### COMPITI DA SVOLGERE:
(a) Nel brano sulla visita urologica, qual è il tumore più frequente negli uomini oltre la cinquantina?
(b) Riprendi il racconto della visita dall'urologa e proseguilo dopo l'ultima frase.

### BRANO FORNITO:
....................
Mi rendo conto: questa mia affermazione, un tantino tautologica, risulterà superficiale al lettore. Cerco quindi di approfondire, puntando sulla mia esperienza in fatto di rapporti con i dottori, la cui consultazione è indispensabile per sapere a che punto ti trovi del viaggio che ha per terminal (indesiderato) la tomba. Vado giù piatto. Mi vergogno a spogliarmi davanti a qualcuno (qualcuna) che conosco, figuriamoci a un estraneo. Un aspetto del problema, questo, tuttavia superabile. Problema che diventa invece un dramma qualora essere nudi non basti, dovendo il medico procedere a esami che comportino intromissioni nel corpo.
Si sa che il cancro più frequente negli uomini oltre la cinquantina è quello della prostata, una ghiandolina - dicono - che l'usura trasforma in fonte di sciagure, dall'impotenza in su. Quando succede il patatrac, tu, malato inconsapevole, non te ne accorgi manco per niente perché è indolore. Oddio qualche segnale di inefficienza si manifesta: ti scappa la pipì ogni due per tre. Ma non ci fai caso: pensi di aver bevuto troppa acqua. A lungo andare trovi sempre un amico che ti racconta i suoi conflitti causati dalla prostata, nei quali identifichi i tuoi, cosicché ti decidi a prendere l'appuntamento con l'urologo. A me è capitata un'urologa.
Lì per lì sono stato tentato di fuggire con un pretesto idiota: mi scusi, ho lasciato l'auto in divieto di sosta. Debole, come scusa. Sono rimasto immobile, rassegnato. La dottoressa, dopo un breve interrogatorio, mi ha fatto stendere sul lettino ingiungendomi di togliermi non solo i pantaloni, ma anche le mutande. Avete capito bene: mutande. E un uomo smutandato è ridicolo per definizione. Fosse finita qui.
La gentile signora mi ha spalmato un unguento e mi ha letteralmente sodomizzato, senza neanche un bacio, un fiorellino. Mai provato tanto imbarazzo. Lei, invece, era a suo perfetto agio. Non finiva più di ispezionare. Si è limitata a dire che ce l'avevo un po' ipertrofica e che, per prudenza, sarebbe stata opportuna una biopsia. «Non subito: fra due giorni», ha detto, senza muovere un muscolo facciale. Non potevo sottrarmi.
....................
### VOCI FORNITE:
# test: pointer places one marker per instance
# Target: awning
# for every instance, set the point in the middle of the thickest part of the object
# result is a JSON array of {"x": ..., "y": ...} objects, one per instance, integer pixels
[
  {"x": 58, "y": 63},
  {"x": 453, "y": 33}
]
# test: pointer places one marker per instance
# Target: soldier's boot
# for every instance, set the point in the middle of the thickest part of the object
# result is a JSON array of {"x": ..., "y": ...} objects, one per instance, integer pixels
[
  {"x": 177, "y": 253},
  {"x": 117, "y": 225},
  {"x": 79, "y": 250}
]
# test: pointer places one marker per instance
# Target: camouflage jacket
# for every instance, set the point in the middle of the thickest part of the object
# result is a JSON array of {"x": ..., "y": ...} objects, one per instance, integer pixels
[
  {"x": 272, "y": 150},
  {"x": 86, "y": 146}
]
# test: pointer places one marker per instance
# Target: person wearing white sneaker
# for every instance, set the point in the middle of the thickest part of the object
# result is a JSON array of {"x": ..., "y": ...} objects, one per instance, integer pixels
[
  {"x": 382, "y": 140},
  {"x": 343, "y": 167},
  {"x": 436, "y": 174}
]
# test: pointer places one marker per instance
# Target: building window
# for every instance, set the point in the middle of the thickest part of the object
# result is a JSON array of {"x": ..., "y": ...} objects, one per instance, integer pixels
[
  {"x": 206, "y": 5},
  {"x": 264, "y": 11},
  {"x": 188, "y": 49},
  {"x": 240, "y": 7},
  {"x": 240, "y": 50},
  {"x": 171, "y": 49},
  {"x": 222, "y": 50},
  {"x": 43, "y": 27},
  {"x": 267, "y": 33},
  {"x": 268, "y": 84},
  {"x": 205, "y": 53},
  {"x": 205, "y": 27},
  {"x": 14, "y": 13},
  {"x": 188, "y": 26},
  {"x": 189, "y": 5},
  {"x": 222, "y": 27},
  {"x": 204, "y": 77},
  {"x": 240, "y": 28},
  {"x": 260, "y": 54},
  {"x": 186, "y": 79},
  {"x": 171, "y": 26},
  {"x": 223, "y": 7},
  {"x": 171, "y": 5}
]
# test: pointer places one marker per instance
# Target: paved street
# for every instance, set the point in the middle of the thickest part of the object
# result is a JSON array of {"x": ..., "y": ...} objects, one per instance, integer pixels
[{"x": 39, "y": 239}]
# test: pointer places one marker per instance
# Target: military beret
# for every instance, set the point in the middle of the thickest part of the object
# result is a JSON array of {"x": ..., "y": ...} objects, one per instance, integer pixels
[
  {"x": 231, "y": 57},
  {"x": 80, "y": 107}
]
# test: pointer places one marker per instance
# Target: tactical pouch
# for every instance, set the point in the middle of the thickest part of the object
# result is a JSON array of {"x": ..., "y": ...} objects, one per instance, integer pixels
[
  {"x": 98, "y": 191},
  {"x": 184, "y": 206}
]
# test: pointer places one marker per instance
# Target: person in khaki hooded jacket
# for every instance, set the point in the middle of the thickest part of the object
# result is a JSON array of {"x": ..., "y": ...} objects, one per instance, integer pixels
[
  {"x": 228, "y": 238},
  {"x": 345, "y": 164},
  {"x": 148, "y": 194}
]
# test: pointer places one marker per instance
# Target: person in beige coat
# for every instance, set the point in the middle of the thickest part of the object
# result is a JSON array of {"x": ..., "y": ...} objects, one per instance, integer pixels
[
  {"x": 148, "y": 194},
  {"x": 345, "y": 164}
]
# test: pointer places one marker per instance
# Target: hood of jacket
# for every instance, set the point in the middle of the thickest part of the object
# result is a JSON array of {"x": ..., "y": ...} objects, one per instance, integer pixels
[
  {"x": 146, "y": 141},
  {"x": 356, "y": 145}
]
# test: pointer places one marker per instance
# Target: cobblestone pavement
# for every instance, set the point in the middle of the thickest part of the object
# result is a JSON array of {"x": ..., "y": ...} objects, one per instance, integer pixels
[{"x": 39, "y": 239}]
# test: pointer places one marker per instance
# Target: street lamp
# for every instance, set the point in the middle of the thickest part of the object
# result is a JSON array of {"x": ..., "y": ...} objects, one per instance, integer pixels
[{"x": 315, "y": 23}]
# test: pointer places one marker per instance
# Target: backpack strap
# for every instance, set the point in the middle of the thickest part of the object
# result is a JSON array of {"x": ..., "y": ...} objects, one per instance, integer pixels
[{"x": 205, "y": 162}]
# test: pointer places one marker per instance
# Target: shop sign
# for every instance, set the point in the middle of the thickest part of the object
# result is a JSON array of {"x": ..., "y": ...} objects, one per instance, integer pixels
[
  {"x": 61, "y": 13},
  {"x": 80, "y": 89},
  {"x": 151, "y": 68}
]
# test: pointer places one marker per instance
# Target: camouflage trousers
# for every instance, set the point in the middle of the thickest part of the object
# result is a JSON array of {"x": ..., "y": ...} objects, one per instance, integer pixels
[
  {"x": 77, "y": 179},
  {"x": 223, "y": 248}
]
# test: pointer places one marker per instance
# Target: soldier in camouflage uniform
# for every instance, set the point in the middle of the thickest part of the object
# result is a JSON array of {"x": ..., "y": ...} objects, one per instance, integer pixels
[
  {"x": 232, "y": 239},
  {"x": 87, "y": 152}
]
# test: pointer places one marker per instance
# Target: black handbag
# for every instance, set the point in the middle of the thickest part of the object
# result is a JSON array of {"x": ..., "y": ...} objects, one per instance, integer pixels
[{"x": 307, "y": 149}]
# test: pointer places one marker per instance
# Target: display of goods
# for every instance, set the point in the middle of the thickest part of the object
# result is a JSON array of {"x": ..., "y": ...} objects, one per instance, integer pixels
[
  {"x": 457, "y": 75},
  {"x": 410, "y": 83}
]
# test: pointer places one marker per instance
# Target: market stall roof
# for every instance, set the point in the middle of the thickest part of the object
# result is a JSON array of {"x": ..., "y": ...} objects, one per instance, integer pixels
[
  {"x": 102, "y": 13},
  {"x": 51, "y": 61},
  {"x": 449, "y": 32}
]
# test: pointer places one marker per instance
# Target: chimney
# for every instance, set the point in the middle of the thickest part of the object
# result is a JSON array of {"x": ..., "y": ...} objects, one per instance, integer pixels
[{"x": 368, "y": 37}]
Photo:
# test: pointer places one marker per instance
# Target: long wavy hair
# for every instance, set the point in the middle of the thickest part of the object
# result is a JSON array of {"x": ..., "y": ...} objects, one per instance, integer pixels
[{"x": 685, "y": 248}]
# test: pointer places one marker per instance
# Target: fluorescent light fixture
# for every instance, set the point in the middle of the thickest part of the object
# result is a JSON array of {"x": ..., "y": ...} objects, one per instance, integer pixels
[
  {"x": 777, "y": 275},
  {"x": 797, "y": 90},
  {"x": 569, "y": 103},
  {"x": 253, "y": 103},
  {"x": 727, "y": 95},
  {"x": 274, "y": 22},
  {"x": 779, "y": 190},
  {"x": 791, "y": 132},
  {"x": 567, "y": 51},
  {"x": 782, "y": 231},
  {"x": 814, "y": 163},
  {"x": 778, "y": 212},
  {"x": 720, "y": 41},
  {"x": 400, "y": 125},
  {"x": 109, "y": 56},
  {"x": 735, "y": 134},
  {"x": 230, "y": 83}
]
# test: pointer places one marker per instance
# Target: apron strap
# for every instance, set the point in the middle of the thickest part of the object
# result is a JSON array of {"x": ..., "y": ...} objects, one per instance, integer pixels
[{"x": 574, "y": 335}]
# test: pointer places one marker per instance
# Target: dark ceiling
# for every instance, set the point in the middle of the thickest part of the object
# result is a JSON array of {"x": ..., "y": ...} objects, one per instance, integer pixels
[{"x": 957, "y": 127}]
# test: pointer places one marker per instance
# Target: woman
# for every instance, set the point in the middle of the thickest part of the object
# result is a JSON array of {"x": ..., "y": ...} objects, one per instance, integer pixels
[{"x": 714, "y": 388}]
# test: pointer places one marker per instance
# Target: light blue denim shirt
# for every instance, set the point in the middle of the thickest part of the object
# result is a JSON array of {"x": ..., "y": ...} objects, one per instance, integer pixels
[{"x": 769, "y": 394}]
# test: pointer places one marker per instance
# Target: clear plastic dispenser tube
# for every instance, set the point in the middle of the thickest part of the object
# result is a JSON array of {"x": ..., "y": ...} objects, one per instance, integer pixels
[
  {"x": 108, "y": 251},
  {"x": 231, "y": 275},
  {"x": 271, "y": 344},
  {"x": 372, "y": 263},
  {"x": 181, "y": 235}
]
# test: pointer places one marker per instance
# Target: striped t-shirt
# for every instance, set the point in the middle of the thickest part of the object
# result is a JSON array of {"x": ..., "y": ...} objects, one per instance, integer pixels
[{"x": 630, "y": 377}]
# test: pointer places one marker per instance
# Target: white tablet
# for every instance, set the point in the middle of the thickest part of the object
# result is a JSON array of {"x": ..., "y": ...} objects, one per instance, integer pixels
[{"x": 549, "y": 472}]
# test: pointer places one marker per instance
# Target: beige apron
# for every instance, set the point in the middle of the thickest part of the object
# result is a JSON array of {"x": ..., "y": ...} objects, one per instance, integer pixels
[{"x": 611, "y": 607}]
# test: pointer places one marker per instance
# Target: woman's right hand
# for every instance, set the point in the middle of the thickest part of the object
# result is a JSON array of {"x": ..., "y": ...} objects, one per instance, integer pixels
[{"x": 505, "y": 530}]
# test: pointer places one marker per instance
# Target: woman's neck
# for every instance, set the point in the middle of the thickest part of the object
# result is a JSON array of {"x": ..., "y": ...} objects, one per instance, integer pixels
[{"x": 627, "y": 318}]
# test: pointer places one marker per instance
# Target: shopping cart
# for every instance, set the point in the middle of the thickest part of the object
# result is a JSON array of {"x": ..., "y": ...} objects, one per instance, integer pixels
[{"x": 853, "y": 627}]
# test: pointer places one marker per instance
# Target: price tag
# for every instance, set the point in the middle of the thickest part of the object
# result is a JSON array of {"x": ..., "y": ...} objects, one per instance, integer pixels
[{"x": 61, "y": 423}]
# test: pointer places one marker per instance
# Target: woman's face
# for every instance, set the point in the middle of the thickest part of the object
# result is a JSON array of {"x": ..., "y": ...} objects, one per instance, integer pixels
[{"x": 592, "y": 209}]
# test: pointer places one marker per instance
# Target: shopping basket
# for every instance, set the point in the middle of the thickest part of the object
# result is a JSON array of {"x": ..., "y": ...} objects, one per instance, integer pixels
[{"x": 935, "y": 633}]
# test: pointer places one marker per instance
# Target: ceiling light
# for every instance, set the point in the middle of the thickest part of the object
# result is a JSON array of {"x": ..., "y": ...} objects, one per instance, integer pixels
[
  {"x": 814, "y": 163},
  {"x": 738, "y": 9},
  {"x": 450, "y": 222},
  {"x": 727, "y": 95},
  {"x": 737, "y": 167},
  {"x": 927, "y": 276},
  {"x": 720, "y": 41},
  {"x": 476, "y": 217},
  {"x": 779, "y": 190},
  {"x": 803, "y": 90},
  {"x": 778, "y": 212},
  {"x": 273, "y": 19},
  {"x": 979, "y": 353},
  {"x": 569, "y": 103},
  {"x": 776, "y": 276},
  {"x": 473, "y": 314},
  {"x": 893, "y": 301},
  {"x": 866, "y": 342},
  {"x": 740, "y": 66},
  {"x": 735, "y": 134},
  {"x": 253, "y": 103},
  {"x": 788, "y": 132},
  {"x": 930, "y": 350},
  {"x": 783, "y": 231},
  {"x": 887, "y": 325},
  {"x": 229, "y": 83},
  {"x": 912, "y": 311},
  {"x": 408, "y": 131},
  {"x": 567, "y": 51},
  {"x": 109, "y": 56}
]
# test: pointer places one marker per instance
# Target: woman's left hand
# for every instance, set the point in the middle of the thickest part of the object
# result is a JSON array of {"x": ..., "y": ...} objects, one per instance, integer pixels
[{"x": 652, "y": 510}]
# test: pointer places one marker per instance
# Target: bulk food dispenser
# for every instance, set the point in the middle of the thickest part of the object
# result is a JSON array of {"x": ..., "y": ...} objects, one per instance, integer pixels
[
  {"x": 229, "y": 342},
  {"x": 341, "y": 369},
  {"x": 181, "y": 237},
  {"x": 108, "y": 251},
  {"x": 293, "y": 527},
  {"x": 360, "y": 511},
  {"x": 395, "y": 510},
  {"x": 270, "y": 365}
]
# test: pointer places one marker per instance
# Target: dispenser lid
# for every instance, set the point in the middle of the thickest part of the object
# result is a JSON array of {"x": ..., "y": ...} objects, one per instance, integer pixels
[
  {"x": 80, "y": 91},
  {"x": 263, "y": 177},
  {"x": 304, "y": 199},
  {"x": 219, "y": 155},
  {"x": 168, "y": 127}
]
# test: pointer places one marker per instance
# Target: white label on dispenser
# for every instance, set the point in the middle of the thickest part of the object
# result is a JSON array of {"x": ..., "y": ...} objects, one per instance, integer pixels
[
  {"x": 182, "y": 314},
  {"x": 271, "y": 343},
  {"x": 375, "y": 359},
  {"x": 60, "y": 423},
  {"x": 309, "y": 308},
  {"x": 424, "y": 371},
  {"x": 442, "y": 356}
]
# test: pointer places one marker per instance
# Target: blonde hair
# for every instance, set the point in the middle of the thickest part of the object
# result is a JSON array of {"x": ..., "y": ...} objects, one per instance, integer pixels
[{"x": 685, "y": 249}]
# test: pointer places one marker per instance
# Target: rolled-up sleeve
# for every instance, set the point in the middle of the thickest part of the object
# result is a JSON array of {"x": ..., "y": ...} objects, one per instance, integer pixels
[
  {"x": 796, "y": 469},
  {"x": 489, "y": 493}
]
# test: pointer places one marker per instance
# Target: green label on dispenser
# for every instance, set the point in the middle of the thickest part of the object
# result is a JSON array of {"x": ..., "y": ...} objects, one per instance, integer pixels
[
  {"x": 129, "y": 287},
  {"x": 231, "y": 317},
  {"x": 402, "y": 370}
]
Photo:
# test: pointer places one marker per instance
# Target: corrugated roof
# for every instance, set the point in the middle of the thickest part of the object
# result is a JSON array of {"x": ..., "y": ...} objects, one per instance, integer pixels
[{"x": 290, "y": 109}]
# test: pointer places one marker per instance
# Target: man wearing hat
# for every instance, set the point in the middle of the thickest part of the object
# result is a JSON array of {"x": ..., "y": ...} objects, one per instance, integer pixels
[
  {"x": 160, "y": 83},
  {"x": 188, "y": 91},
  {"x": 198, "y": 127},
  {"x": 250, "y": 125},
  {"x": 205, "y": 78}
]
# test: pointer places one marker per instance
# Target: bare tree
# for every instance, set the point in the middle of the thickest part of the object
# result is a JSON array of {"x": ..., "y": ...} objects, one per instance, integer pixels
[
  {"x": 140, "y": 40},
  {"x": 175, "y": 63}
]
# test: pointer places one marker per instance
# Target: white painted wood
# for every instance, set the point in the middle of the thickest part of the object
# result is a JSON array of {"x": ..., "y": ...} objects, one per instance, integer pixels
....................
### RISULTATI ATTESI:
(a) Il cancro della prostata.

(b)
Trascorse 48 ore, mi presento all'ospedale. Tutto era già pronto. Solito sbiottamento, e avanti con la seconda terrificante sodomizzazione. Peggiore della prima. Ignoro quanti strumenti il medico donna abbia introdotto disinvoltamente - direi sadicamente - nel mio deretano umiliato e offeso. Ho avuto l'impressione che per arrivare al capolinea abbia usato anche uno scooter.
Una settimana più tardi, il responso: negativo. Sollievo accompagnato da un impegno: d'ora in poi eviterò al mio didietro di subire un affronto del genere. E invece mi è accaduto di peggio: i diverticoli mi hanno costretto alla colonscopia. Vi risparmio i dettagli tranne uno: l'ha eseguita la dottoressa Zenia Pirone del Fatebenefratelli, bravissima e competente. La quale, intuendo il mio stato d'animo sconvolto all'idea di mostrarmi col sedere per aria, ha convocato l'anestesista - donna pure lei, giovane per giunta - e mi ha fatto addormentare.
Il disastro è avvenuto al risveglio allorché la dottoressa Pirone con un sorriso mi ha annunciato che trattavasi, appunto, di diverticoli e non di tumore. D'accordo, bella notizia. Però, mentre parlava, immaginavo il suo disgusto nel rovistare all'interno del mio intestino, mai esibito ad alcuno. La narrazione termina qui. Suppongo spieghi più efficacemente di qualsiasi ragionamento psicologico il motivo per cui noi maschi siamo riluttanti, assai più delle signore, alle visite mediche raccomandate per prevenire le malattie fatali. Non siamo afflitti da un complesso di inferiorità: siamo inferiori.